**Provided passage:**

• • • • • • •

A Bhagavata Philosophy Of Education


By Radhika Ramana Dasa

(Prof. Ravi M. Gupta). Charles Redd

Chair of Religious Studies, Utah State University

Philosophy as a field of study is generally divided into four branches: metaphysics, epistemology, ethics (or praxis), and aesthetics. Thus, for ease of organization, we will discuss philosophy of education from the perspective of India’s classical Bhagavata tradition in these four areas. The foundational principles of education given below are drawn from the first three verses of the Śrīmad Bhāgavatam, which contain the essence of the entire Purāṇa.

The purpose of this short essay is to outline broad principles and purposes of education, not to delineate specific methods and strategies. Our thoughts here are preliminary and much more can be (and has been) said about this topic. Thus, we invite readers to modify and develop these ideas further.

All direct quotations (found in parentheses) are taken from the first three verses of the Śrīmad Bhāgavatam (Bhāgavata Purāṇa 1.1.1-3), and therefore no verse numbers are given here. We encourage the reader to carefully study Śrīla A. C. Bhaktivedanta Swami Prabhupāda’s translations and purports on these three verses before reading this essay. They are easily available at www.vedabase.com.

• • • • • • •

**Data items:**
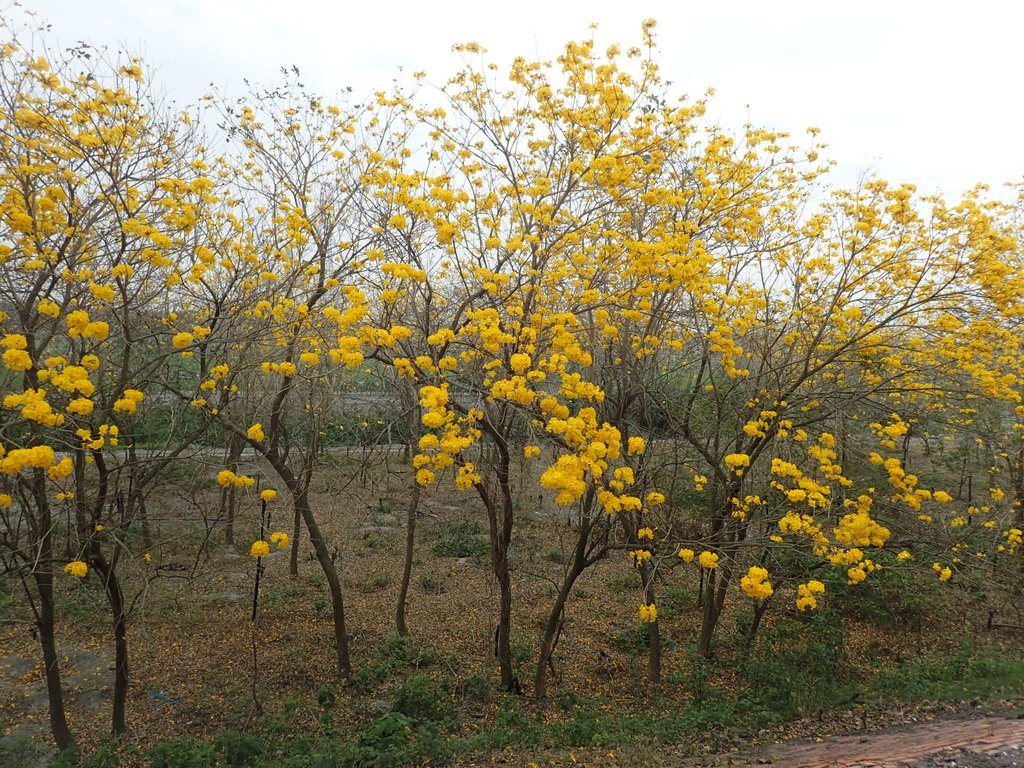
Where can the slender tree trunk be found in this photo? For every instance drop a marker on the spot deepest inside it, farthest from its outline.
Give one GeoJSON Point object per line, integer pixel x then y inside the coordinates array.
{"type": "Point", "coordinates": [653, 629]}
{"type": "Point", "coordinates": [228, 496]}
{"type": "Point", "coordinates": [54, 688]}
{"type": "Point", "coordinates": [407, 570]}
{"type": "Point", "coordinates": [752, 634]}
{"type": "Point", "coordinates": [46, 615]}
{"type": "Point", "coordinates": [551, 631]}
{"type": "Point", "coordinates": [509, 680]}
{"type": "Point", "coordinates": [710, 619]}
{"type": "Point", "coordinates": [333, 581]}
{"type": "Point", "coordinates": [121, 671]}
{"type": "Point", "coordinates": [293, 558]}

• • • • • • •

**Task brief:** How would the essay on a Bhagavata philosophy of education go on after its final paragraph? Supply the next part.

**The result:**
Aesthetics of Education

We begin with aesthetics because of Śrī Caitanya Mahāprabhu’s conviction that pure love (prema) for Kṛṣṇa is the ultimate purpose of human life. Thus, it follows that the purpose of education, for adults and children, is to help them cultivate prema, which is both an aesthetic and rational experience. This love for Kṛṣṇa is already present within the individual’s heart. The teacher need only reawaken the students’ relationship with Kṛṣṇa (pibata bhagavatam rasam ālayam), and teach them to express that relationship through practical devotional service and good character.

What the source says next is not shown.